**MATERIAL SHOWN**
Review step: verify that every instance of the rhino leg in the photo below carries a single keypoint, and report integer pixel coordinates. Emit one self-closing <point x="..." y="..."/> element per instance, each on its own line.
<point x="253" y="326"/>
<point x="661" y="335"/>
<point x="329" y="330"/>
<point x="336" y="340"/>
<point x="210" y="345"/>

**EXERCISE DESCRIPTION**
Copy the listing above line for line, changing nothing.

**EXERCISE ANSWER**
Review step: verify that every instance of the rhino leg in the photo below carries a single keypoint, and report integer pixel coordinates. Emit one self-closing <point x="..." y="..."/> element per instance, each on its own line.
<point x="253" y="326"/>
<point x="661" y="335"/>
<point x="329" y="330"/>
<point x="336" y="340"/>
<point x="210" y="345"/>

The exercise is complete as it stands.